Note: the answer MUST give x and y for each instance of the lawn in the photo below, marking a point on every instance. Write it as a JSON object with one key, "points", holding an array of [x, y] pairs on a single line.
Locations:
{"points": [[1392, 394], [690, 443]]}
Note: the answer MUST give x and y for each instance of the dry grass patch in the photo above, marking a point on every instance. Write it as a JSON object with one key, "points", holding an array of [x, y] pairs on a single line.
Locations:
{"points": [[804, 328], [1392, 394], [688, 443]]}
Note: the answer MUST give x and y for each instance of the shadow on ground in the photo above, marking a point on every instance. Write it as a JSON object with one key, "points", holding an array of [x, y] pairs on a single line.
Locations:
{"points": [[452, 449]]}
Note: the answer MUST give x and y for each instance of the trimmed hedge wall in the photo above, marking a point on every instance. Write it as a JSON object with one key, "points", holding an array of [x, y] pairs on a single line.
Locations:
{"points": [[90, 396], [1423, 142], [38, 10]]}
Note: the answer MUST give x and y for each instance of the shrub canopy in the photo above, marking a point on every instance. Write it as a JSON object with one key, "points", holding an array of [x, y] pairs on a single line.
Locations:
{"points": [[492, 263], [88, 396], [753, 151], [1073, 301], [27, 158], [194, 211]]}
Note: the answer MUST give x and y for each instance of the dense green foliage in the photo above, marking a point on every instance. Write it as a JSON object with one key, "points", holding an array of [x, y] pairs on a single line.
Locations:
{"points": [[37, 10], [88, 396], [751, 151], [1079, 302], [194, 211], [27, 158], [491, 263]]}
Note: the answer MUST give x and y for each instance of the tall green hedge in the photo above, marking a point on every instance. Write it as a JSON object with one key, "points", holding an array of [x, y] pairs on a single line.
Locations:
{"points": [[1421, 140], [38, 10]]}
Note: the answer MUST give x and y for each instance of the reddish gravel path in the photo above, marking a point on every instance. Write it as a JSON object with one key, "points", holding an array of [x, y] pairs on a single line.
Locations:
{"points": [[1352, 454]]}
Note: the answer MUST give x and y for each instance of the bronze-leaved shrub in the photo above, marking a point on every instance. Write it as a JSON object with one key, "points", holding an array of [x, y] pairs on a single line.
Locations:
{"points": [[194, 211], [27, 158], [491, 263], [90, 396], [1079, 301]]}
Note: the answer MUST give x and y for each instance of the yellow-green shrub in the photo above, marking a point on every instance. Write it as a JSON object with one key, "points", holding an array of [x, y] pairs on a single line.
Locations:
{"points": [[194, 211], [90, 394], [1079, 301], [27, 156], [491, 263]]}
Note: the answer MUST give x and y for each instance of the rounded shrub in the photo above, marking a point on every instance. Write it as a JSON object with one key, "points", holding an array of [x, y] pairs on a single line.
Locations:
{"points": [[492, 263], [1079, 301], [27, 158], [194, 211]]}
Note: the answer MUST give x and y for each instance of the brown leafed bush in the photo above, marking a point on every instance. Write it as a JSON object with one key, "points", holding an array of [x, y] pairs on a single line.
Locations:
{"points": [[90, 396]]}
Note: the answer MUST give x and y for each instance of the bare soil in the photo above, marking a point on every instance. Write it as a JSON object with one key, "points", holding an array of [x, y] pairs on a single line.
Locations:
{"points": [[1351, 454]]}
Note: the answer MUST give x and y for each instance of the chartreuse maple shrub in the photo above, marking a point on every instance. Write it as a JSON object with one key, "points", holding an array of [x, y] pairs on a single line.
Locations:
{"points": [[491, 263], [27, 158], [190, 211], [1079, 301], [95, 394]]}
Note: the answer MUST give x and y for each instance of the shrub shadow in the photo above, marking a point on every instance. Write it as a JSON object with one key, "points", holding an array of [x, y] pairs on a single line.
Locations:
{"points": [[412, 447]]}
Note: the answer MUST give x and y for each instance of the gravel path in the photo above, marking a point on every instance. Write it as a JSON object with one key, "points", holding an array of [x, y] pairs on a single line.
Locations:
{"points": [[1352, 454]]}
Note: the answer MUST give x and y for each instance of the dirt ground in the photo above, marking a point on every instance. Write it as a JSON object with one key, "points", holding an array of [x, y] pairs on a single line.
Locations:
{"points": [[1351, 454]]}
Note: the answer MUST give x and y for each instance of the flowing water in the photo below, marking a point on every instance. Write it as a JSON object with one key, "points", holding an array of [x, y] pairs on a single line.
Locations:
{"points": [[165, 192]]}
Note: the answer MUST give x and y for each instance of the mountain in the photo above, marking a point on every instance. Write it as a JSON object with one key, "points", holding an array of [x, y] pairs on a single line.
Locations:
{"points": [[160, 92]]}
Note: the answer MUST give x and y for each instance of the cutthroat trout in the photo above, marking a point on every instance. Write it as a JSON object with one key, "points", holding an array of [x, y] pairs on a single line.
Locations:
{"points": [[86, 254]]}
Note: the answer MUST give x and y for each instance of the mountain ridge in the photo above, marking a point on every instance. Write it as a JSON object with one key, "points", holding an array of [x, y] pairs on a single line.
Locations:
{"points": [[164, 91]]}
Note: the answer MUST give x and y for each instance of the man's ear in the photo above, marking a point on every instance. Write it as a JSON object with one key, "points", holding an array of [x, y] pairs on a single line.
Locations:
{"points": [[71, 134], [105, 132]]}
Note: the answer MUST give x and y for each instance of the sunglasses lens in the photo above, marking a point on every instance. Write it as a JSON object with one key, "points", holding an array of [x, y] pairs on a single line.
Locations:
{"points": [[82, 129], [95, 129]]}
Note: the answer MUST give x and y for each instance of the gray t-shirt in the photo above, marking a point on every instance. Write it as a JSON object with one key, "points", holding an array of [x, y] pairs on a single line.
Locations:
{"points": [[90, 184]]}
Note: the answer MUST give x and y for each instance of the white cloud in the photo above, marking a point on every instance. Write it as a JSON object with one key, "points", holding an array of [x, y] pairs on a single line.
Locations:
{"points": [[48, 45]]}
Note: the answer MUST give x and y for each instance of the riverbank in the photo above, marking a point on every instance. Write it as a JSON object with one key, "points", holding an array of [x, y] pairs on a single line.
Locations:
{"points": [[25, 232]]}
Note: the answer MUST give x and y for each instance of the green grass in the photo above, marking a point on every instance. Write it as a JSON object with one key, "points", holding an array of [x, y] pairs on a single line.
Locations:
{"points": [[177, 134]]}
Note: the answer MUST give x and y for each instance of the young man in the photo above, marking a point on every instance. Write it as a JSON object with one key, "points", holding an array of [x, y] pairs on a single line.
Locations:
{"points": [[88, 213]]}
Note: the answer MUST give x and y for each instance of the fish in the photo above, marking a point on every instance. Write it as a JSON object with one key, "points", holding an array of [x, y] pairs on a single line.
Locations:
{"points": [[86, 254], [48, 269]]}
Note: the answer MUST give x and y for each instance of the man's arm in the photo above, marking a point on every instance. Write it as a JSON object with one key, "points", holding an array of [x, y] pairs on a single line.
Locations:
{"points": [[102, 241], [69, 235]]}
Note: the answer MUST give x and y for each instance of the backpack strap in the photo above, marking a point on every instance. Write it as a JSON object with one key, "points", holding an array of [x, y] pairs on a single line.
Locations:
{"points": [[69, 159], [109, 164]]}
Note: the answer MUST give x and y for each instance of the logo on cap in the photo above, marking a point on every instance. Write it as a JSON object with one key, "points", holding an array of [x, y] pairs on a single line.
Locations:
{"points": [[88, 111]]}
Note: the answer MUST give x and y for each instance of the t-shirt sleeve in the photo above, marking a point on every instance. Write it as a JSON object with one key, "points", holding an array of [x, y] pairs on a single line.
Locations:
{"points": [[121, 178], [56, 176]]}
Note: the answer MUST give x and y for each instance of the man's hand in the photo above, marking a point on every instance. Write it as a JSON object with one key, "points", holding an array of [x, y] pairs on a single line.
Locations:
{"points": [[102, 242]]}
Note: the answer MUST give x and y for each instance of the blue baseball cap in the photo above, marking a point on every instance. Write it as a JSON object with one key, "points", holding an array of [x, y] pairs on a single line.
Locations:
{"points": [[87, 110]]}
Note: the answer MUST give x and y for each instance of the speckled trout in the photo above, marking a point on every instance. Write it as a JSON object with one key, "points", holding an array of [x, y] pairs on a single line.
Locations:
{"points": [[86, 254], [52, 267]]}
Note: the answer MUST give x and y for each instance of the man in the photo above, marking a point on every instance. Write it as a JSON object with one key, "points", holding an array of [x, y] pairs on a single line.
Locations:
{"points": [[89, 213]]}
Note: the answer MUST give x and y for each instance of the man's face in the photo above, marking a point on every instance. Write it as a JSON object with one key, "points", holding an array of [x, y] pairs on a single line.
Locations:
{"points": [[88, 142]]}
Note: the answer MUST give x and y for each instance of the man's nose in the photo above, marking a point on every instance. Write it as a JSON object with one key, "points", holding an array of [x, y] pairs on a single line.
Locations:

YOUR ASSIGNMENT >> Would you copy, unchanged, the stretch of the records above that begins at the line containing "of the cutthroat" and ends at the line containing "of the sunglasses", and only that?

ANSWER TO THIS TASK >>
Note: the answer MUST give x and y for each instance of the cutthroat trout in the photo above, marking a point on every instance. Write it as a JSON object with one key, "points", holding an array of [x, y] pairs on a single line.
Locations:
{"points": [[86, 254]]}
Note: the answer MUST give x and y for each instance of the mountain ridge in the photo above, marking a point on every instance. Write it as a JSON object with one key, "points", holding an array of [x, y] pairs on a single line.
Locations:
{"points": [[164, 91]]}
Note: the answer MUST give x and y for each instance of the man's ear in the photo above, marking a point on every instance. Write it as a JSON object with one key, "points", holding an array of [x, y] pairs on a single line.
Locations:
{"points": [[71, 134], [105, 132]]}
Note: the answer MUST give x and y for each instance of the sunglasses lens in the photo above, marking a point on every instance. Write it as a JSON object with one key, "points", holding an array of [x, y] pairs on a single line.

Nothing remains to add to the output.